▸ Data for this task:
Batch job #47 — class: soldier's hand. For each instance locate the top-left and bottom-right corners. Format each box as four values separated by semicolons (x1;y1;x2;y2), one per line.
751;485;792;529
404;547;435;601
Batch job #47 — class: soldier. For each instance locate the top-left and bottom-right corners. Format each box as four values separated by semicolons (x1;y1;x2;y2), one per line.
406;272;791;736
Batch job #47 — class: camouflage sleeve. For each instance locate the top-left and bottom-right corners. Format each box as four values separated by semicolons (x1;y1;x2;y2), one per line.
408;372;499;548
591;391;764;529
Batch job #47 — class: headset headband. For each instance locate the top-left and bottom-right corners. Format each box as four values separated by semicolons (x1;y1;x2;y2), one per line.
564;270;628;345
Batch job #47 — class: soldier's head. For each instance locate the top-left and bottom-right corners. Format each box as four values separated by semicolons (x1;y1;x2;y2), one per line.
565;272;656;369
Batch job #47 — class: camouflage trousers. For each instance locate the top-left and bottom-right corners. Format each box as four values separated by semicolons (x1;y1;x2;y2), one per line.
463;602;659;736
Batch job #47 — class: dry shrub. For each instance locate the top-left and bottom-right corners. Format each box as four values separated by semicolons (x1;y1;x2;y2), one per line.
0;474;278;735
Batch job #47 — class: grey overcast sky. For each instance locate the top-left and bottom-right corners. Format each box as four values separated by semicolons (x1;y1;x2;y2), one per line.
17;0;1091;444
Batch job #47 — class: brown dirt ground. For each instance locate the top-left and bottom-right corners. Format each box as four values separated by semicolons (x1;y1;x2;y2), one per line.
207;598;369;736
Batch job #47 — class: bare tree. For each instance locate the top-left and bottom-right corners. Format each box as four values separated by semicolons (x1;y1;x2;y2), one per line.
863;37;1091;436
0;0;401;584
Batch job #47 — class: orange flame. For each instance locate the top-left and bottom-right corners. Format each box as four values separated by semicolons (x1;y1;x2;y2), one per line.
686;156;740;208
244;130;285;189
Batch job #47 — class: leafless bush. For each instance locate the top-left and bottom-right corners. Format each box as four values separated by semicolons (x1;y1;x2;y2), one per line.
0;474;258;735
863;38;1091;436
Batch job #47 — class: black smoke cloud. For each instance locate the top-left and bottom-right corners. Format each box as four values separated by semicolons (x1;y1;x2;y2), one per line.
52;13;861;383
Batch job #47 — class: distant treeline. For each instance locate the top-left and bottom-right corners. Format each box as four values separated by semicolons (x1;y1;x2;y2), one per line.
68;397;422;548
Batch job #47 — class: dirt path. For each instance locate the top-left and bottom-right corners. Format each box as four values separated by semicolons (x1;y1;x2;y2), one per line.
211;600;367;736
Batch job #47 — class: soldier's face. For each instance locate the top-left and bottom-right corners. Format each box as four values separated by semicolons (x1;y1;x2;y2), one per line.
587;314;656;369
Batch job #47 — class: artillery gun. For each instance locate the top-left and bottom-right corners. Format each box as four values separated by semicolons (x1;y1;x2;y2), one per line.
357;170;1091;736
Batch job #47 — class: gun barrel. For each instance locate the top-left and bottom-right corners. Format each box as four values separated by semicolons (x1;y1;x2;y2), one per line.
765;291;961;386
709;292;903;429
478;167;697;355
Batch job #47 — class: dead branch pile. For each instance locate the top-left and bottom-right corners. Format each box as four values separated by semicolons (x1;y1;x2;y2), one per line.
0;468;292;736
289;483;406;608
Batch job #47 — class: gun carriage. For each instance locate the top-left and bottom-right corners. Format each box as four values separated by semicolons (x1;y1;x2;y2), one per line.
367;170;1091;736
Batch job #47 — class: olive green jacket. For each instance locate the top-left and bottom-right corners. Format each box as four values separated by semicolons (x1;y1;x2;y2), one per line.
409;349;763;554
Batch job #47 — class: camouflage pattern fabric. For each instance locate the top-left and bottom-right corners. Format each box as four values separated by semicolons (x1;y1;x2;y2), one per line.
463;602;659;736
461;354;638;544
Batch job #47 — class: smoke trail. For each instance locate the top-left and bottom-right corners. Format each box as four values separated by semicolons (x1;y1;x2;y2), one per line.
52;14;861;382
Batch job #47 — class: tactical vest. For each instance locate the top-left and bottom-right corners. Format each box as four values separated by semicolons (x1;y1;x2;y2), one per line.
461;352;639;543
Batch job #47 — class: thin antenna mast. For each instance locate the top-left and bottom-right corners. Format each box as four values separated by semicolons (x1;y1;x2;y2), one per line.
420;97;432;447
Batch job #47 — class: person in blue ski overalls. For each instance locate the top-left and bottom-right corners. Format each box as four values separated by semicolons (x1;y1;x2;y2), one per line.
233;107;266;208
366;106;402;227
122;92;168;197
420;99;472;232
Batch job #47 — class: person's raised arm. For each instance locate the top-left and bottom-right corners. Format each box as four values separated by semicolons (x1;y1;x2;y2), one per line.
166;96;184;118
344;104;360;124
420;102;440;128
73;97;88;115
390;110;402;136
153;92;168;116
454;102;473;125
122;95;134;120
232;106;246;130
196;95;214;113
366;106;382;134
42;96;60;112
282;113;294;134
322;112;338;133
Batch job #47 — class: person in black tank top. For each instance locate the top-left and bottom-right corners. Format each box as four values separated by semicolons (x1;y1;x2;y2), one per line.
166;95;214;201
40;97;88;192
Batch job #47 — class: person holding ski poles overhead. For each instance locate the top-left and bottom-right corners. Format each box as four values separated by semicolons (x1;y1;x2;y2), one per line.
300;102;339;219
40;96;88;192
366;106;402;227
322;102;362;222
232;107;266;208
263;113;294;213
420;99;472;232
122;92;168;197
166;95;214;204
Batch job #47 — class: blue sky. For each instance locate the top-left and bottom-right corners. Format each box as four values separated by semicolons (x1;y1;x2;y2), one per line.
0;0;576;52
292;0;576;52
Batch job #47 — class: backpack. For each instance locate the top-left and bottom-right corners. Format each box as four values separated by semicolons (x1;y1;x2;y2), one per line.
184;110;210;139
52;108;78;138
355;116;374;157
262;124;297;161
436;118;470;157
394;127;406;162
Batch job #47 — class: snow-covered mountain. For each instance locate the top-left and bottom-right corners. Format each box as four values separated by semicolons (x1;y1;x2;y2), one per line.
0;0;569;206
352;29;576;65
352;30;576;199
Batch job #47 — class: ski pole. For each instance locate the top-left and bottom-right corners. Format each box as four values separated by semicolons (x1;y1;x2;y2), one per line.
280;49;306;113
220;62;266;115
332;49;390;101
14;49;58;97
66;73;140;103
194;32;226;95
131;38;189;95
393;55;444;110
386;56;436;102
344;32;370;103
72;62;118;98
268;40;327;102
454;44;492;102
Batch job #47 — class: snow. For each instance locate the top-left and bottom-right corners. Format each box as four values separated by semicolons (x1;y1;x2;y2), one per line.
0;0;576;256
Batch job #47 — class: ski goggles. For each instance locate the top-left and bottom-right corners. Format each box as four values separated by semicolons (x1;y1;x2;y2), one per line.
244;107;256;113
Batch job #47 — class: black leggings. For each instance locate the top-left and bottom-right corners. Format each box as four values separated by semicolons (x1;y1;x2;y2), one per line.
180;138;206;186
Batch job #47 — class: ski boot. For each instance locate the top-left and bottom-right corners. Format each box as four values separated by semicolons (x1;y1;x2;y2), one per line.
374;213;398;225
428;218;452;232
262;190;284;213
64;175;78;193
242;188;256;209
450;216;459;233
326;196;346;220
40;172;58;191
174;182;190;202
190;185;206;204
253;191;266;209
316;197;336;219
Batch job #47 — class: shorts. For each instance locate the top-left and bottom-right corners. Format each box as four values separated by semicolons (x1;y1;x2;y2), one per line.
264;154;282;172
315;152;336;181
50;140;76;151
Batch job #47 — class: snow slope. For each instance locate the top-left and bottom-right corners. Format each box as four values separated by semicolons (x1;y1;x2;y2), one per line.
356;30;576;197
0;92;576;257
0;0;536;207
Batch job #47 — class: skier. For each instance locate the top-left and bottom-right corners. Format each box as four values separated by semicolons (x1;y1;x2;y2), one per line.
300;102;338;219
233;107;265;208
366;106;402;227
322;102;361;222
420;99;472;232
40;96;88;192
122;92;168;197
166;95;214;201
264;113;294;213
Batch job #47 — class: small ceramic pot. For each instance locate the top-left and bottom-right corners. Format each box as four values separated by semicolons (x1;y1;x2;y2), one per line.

▸ Task brief:
Render the records as a numbered list with blank lines left out, covering only the lines from the one that contains "Batch job #47 — class: ski pole." through the one that contains "244;107;256;113", with both of those lines included.

▸ Solution:
1. Batch job #47 — class: ski pole. For each instance locate the top-left and bottom-right corners. Format each box as four values separated by semicolons (x1;y1;x2;y2), one per line.
2. 280;49;306;113
3. 220;62;266;115
4. 332;49;390;101
5. 14;49;58;97
6. 66;73;140;103
7. 194;32;226;95
8. 131;38;189;95
9. 393;55;444;110
10. 386;56;436;102
11. 344;32;370;103
12. 72;62;118;98
13. 268;40;327;102
14. 454;44;492;102
15. Batch job #47 — class: snow. For each instance locate the top-left and bottom-right corners. Format each box as four values separated by semicolons (x1;y1;x2;y2), one per line.
16. 0;0;576;256
17. Batch job #47 — class: ski goggles. For each instance locate the top-left and bottom-right corners. Format each box as four values separated by semicolons (x1;y1;x2;y2), one per line.
18. 244;107;256;113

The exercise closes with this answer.